(Dataset entries)
• • •

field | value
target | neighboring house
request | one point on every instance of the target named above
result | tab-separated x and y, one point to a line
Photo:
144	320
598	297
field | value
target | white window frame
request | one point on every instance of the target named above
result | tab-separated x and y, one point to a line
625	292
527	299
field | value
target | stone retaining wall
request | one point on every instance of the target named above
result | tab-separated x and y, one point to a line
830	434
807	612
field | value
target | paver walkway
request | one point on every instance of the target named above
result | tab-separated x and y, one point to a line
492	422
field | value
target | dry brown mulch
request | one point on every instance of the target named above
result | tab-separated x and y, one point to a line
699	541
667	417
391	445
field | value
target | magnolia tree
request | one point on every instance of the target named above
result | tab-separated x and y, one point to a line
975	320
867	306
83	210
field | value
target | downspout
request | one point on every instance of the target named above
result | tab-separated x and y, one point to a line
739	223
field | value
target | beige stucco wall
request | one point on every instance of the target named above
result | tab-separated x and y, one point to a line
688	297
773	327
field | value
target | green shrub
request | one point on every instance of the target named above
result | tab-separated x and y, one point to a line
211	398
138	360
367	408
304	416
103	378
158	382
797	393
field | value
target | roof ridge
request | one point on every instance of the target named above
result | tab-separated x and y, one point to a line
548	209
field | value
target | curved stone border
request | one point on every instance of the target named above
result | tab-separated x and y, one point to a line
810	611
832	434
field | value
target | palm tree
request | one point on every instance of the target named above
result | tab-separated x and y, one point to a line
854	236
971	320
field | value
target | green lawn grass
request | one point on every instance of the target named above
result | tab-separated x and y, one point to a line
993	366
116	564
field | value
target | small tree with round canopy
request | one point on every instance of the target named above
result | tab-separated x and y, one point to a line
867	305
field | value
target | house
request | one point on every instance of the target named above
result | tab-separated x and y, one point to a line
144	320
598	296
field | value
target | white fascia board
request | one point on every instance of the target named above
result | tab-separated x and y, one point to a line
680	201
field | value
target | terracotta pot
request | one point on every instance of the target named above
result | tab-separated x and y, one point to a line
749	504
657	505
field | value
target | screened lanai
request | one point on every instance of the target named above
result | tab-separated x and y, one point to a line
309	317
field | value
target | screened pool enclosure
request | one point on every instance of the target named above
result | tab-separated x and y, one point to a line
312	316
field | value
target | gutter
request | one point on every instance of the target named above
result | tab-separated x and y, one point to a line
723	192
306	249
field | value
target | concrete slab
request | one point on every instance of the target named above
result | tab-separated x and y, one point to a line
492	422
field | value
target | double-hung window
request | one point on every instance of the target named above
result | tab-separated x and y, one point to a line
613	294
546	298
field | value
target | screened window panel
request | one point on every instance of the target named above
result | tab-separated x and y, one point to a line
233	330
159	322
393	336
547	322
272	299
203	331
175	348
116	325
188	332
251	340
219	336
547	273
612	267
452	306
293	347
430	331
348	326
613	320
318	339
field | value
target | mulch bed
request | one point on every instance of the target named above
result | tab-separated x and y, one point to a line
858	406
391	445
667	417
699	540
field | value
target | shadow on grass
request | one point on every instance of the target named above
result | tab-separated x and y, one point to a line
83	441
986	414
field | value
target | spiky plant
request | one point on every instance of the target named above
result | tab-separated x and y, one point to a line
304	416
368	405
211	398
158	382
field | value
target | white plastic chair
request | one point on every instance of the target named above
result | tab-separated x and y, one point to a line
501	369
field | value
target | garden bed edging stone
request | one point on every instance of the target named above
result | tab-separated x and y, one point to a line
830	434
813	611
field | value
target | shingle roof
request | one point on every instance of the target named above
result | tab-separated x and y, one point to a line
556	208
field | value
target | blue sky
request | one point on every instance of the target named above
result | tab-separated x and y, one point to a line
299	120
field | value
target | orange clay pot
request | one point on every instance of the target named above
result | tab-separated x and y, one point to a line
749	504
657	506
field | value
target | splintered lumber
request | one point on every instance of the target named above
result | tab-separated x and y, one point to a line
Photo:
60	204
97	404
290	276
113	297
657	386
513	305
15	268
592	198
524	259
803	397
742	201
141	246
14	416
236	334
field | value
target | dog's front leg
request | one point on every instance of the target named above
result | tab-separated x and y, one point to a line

• • •

Go through the data and retype all of it exactly.

▶ Response to the exercise:
field | value
target | neighboring house
request | one point on every instance of the target named above
result | tab-separated x and y, one point to a line
Photo:
144	320
598	297
field | value
target | white window frame
request | one point on every instance of the target named above
result | tab-separated x and y, one point to a line
625	292
527	299
field | value
target | stone retaining wall
request | one point on every instance of the target named above
result | tab-separated x and y, one point to a line
830	434
807	612
field | value
target | paver walkway
request | one point on every instance of the target named above
result | tab-separated x and y, one point to a line
492	422
field | value
target | dry brown mulch
request | one point on every instance of the target named above
result | tab-separated x and y, one point to a line
699	541
667	417
391	445
field | value
target | magnolia tree
request | one point on every instance of the target named above
result | tab-separated x and y, one point to a line
975	320
867	306
83	210
field | value
target | downspout
request | one point on every instance of the target named above
result | tab-separated x and y, one point to a line
739	223
field | value
target | beige stucco wall
request | one point on every instance of the target named above
result | tab-separated x and y, one point to a line
688	297
773	327
field | value
target | green shrub
request | one point on every instance of the target named above
result | tab-separated x and y, one point to a line
211	398
138	360
367	408
304	416
103	378
158	382
797	393
field | value
target | roof ridge
request | one point on every instance of the target named above
result | tab-separated x and y, one point to a line
548	209
field | value
target | curved stone border
request | one point on every instance of the target named above
result | tab-separated x and y, one point to a line
810	611
832	434
field | value
target | palm tree
request | one point on every instance of the target named above
result | tab-separated x and y, one point to a line
854	236
971	320
field | value
target | green lawn grass
request | one point on every instance of the target named above
result | tab-separated x and y, one point to a line
993	366
116	564
field | value
target | small tree with round canopy
request | one point on every instance of the target named above
result | tab-separated x and y, one point to a line
867	305
field | value
target | house
request | one point on every instance of the target named above
result | tab-separated x and y, one point to a line
144	320
598	296
field | value
target | white fascia board
request | one point on every instance of the target named above
result | tab-separated x and y, one point to a line
680	201
field | value
target | terracotta pot
request | one point on every instance of the target named above
result | tab-separated x and y, one point to a line
749	504
657	505
field | value
target | screened lanai
request | one point on every instance of the target named above
result | tab-separated x and y, one point to a line
309	317
field | value
target | screened pool enclosure
request | one point on every instance of the target named above
result | tab-separated x and y, one point to a line
312	316
field | value
target | gutter
request | one point on every instance of the target named above
result | tab-separated x and y, one point to a line
723	192
306	249
field | value
target | concrete slab
request | one point on every instance of the target named above
result | tab-separated x and y, one point to a line
492	422
field | value
target | double-hung window
request | one point on every instance of the target named above
result | tab-separated x and y, one point to a line
613	294
546	298
field | value
target | screened window panel
request | one point on every instance of the target named above
result | tab-separated x and y, one point to a line
233	330
159	322
393	336
547	322
272	299
203	331
175	348
116	325
188	332
251	340
219	336
547	273
612	267
452	306
293	347
430	331
348	326
613	320
318	339
field | value
target | mulch bed
request | one point on every instance of the target named above
result | tab-separated x and y, one point to a line
858	406
391	445
667	417
699	540
field | value
target | shadow on grass
request | one point on every instance of the target named above
result | tab-separated x and y, one point to a line
83	441
986	414
field | value
target | spiky plant
request | one point on every instance of the target named above
result | tab-separated x and y, one point to a line
304	416
368	405
211	398
158	382
field | value
target | white plastic chair
request | one point on every instance of the target named above
result | tab-separated x and y, one point to a line
501	369
field | value
target | garden bed edging stone
request | one point on every instance of the target named above
result | tab-separated x and y, one point to a line
830	434
813	611
field | value
target | shingle roof
request | one point on every instance of the target named above
result | tab-separated x and y, one point to a line
556	208
field | value
target | blue sky
request | one point on every instance of the target named above
result | tab-separated x and y, one point to a line
299	120
field | value
target | orange clay pot
request | one point on every instance of the target named above
result | tab-separated x and y, one point to a line
749	504
657	506
field | value
target | splintered lumber
request | one point on every instance of the target named above
result | tab-separated x and y, one point to a line
Photo:
60	204
97	404
290	276
113	297
657	386
513	305
15	268
592	198
524	259
803	397
742	201
141	246
14	416
236	334
field | value
target | dog's front leg
request | one point on every instance of the target named above
result | tab-separated x and y, one point to a line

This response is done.